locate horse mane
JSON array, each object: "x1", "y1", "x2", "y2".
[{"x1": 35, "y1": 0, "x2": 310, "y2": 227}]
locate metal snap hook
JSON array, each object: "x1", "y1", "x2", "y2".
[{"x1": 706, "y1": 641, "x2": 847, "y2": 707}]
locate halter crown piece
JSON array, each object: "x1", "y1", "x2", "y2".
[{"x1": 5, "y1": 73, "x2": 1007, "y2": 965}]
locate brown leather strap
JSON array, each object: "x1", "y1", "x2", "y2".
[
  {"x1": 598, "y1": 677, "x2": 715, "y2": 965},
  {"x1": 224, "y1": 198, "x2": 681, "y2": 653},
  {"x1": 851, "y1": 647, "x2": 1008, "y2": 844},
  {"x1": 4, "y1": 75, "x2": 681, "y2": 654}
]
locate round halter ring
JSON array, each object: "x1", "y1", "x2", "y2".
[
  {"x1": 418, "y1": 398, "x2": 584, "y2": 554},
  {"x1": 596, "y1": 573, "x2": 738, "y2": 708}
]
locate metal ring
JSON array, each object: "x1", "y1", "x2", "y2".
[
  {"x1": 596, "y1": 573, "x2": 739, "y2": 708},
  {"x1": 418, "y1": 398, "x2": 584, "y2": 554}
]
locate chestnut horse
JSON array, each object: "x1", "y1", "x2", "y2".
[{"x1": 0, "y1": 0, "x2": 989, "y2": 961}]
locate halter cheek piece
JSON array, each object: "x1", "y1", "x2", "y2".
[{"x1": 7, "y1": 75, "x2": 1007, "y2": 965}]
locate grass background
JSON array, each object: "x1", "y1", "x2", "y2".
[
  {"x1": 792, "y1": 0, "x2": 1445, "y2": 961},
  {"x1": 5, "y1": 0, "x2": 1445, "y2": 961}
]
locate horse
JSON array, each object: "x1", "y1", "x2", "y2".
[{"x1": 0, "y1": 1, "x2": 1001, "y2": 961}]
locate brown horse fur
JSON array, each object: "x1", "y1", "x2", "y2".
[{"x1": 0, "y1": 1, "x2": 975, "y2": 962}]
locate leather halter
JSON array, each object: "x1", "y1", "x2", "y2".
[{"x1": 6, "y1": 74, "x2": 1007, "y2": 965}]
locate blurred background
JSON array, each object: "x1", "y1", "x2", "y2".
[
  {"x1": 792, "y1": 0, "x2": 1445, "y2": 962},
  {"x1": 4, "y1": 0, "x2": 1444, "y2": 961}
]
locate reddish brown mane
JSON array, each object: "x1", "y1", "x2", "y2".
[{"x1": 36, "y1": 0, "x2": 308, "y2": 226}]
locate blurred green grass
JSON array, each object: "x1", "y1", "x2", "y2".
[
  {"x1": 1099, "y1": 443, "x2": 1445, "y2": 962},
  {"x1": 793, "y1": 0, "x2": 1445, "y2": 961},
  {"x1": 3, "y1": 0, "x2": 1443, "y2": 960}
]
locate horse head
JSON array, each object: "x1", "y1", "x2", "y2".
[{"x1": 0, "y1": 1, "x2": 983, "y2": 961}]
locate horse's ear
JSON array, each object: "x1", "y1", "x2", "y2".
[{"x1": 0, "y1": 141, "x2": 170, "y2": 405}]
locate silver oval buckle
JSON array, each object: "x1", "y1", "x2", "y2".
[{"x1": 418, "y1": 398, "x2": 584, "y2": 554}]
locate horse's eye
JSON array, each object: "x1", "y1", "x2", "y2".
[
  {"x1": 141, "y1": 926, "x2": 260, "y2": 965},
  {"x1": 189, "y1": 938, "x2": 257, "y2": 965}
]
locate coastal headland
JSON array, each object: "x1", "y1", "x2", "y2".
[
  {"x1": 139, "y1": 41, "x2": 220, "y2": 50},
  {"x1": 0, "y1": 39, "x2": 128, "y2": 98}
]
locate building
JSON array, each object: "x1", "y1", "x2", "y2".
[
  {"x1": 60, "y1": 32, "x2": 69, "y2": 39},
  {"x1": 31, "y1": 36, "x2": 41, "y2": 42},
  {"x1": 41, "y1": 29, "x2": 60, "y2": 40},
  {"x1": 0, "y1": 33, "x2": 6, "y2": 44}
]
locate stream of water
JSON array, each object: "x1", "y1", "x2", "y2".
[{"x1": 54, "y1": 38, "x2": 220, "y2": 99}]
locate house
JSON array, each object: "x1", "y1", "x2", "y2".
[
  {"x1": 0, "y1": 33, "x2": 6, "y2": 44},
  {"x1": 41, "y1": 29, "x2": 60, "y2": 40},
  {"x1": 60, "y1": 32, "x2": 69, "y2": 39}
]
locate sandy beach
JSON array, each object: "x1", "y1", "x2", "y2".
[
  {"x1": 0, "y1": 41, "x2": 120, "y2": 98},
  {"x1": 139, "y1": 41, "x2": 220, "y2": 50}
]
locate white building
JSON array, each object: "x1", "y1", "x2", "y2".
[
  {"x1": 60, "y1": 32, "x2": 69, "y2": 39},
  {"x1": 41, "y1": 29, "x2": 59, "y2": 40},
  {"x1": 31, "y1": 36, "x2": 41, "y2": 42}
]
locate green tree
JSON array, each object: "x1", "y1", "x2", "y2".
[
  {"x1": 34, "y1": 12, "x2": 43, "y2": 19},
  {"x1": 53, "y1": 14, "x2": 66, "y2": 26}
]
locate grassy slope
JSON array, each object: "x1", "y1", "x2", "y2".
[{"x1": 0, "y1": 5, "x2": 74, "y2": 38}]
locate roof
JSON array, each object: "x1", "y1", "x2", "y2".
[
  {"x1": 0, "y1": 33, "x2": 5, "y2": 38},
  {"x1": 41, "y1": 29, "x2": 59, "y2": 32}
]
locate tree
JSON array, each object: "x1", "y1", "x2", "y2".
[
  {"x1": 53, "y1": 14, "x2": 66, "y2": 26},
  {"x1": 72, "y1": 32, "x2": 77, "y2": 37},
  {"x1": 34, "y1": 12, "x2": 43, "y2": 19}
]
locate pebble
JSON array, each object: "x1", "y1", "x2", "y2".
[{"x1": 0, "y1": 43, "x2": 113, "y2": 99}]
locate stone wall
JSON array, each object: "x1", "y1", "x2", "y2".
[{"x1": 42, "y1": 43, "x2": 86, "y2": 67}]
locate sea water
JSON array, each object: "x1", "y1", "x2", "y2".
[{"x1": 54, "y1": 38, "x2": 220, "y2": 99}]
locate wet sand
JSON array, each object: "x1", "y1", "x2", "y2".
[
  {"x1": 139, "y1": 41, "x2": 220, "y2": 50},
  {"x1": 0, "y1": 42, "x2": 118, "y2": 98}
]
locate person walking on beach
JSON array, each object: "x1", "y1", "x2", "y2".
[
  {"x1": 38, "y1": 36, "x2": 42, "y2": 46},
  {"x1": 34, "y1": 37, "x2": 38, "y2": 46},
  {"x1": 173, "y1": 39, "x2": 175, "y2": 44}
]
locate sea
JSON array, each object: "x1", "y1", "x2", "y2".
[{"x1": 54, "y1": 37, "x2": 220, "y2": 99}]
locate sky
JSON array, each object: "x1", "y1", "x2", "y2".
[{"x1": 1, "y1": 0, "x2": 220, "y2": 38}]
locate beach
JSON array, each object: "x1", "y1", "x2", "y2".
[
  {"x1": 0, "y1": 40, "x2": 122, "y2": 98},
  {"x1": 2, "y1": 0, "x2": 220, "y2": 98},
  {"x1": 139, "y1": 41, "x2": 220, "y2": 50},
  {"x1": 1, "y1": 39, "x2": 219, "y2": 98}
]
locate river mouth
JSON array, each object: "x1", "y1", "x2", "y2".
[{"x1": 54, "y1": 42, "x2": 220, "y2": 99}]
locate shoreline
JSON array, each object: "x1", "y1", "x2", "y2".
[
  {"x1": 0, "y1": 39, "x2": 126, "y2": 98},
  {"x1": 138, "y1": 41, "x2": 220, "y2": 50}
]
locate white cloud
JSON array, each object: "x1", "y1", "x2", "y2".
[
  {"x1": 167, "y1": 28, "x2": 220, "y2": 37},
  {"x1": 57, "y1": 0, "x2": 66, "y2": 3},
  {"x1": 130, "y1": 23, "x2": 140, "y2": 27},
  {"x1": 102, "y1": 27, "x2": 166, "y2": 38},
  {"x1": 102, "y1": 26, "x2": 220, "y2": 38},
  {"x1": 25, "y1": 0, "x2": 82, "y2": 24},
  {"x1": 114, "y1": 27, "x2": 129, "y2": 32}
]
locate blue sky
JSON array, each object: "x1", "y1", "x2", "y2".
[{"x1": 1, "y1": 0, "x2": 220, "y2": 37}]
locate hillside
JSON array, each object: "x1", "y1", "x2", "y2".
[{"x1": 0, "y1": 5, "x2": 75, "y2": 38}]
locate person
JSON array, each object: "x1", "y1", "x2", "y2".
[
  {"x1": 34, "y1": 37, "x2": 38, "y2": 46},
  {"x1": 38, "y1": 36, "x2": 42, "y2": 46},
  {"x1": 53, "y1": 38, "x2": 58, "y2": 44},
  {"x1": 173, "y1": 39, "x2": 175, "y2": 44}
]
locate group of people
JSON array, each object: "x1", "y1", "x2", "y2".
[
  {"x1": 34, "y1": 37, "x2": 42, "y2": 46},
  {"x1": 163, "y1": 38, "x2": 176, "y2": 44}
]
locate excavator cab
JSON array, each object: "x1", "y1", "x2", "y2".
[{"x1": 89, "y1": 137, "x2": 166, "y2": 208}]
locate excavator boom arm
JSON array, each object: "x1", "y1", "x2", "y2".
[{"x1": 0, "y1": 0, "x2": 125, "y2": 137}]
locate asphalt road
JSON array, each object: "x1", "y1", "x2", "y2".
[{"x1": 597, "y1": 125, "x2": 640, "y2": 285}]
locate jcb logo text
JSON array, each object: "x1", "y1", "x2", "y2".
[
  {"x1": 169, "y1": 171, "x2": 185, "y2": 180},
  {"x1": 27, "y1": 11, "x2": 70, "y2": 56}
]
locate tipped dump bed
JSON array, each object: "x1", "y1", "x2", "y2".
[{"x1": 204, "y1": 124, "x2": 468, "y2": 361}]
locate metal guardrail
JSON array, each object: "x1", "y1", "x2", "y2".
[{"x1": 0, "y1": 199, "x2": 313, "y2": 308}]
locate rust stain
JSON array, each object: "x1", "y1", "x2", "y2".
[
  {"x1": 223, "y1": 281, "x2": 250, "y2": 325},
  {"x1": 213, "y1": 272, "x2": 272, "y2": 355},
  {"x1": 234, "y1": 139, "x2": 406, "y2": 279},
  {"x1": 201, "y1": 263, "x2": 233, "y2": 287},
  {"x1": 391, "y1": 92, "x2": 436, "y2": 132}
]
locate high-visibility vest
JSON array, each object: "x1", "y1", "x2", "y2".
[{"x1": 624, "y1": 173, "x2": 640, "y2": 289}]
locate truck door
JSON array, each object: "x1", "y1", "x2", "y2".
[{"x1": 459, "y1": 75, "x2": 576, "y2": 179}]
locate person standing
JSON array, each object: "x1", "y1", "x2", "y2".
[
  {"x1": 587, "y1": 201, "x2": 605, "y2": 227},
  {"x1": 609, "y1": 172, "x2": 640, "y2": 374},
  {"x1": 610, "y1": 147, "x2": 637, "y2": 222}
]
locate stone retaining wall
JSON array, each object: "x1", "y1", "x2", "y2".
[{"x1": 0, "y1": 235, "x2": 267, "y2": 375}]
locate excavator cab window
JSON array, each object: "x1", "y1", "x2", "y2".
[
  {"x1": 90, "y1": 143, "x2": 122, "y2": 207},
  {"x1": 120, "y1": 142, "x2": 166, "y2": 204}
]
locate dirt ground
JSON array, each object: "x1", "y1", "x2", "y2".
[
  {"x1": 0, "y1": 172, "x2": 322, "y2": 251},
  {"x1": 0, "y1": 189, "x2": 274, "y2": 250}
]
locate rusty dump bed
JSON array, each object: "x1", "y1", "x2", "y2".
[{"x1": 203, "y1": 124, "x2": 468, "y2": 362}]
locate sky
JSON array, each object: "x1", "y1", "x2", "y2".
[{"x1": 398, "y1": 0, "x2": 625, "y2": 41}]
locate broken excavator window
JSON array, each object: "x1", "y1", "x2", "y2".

++++++++

What is being asked
If a line of the data above holds the string "building", count it, then state only the total.

Task result
2